"""
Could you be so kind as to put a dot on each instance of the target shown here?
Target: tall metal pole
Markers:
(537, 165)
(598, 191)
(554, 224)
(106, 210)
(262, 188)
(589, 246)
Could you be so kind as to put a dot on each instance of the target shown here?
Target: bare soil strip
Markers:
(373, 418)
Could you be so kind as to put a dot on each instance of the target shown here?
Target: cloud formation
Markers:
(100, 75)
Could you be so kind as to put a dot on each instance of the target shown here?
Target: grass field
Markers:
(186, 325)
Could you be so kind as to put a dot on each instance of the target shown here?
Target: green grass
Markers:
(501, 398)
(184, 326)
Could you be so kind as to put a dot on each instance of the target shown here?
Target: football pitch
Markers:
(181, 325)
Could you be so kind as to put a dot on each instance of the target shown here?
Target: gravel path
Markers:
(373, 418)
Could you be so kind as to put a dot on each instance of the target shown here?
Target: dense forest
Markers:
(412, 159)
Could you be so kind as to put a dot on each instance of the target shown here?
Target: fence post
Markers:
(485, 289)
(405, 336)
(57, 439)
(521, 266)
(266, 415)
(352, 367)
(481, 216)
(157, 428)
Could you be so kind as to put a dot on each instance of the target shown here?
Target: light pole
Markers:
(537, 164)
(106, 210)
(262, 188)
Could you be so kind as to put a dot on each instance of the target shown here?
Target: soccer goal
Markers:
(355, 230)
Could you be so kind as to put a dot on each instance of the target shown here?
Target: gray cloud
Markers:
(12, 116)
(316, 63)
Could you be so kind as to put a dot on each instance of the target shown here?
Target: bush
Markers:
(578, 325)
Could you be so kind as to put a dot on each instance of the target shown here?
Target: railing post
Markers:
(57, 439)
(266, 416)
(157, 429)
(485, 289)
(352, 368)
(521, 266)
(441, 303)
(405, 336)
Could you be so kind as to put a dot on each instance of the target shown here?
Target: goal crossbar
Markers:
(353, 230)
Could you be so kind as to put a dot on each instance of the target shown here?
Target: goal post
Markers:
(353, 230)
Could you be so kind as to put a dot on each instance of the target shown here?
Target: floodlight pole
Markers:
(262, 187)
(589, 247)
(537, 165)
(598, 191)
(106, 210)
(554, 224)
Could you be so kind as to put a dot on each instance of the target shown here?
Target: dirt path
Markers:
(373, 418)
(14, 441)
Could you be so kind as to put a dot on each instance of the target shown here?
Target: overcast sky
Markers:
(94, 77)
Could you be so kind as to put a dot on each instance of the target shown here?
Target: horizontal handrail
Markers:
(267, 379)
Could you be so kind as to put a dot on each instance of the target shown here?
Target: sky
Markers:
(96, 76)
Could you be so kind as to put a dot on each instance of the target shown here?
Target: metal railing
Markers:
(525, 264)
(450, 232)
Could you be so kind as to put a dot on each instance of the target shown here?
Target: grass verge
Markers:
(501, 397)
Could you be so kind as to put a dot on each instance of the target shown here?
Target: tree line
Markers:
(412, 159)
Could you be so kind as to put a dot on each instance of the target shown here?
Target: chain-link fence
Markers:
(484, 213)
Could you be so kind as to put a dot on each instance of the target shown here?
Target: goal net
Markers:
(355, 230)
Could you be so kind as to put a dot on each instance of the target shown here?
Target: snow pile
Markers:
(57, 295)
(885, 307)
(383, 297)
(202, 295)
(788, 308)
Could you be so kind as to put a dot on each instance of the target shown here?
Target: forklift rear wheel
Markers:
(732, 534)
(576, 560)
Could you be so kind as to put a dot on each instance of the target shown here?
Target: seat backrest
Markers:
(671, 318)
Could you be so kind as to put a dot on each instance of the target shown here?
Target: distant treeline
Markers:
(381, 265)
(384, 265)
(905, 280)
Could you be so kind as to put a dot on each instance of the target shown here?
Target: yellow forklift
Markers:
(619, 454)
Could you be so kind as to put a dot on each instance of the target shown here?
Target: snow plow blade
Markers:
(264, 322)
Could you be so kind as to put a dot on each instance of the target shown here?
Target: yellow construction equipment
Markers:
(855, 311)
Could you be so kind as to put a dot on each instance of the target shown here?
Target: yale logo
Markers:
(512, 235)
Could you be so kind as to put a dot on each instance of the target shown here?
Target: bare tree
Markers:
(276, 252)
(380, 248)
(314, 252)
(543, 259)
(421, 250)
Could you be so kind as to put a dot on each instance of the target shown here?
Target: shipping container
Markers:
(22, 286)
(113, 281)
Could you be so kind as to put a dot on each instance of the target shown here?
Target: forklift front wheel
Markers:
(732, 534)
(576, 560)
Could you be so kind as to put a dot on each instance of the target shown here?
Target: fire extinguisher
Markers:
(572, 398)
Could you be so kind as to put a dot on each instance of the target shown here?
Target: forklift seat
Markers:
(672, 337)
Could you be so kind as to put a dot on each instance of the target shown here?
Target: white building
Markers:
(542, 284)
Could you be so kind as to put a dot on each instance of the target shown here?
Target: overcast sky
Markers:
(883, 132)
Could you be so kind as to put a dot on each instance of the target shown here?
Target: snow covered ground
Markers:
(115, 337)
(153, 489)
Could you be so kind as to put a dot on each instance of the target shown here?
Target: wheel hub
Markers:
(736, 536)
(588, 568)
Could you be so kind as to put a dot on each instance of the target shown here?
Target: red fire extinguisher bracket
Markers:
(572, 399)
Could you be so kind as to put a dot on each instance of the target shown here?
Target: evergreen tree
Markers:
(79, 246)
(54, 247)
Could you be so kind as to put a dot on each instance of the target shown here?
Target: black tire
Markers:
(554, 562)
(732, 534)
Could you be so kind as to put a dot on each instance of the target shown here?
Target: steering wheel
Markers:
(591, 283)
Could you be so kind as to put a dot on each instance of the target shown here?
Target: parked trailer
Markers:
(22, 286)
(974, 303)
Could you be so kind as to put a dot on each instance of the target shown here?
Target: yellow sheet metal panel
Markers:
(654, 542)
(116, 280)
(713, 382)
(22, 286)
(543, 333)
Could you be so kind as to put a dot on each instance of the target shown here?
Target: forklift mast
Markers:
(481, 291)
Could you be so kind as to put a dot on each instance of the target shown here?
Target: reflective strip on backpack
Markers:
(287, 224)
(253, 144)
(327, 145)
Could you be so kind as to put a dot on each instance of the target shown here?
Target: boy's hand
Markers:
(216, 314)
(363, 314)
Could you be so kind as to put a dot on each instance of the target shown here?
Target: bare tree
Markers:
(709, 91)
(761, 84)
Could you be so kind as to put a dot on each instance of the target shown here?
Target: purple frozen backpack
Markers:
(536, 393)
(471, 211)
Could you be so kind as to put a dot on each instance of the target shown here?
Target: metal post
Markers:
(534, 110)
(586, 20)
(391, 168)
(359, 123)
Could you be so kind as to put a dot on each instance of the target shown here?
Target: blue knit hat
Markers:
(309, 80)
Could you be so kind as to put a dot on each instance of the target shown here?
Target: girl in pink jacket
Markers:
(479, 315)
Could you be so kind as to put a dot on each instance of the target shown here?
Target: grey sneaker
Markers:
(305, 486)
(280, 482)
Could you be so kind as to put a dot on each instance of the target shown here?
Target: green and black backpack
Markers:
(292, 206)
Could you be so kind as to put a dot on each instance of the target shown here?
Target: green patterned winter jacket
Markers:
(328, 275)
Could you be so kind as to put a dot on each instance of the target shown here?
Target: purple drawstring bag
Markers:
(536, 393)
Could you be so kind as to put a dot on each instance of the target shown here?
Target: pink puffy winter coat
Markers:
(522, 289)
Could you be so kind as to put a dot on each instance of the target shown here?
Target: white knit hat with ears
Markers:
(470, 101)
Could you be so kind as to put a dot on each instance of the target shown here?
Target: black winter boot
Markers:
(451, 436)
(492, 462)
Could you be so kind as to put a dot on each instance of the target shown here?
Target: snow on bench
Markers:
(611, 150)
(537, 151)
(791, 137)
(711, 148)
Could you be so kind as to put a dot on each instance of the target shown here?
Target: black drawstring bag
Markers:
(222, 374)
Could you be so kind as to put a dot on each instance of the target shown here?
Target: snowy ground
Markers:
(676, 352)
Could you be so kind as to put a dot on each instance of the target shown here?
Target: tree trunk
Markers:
"""
# [Written problem]
Count how many lines in the data above contain the word "extinguisher", treating case as significant, and give only that number.

# [Answer]
2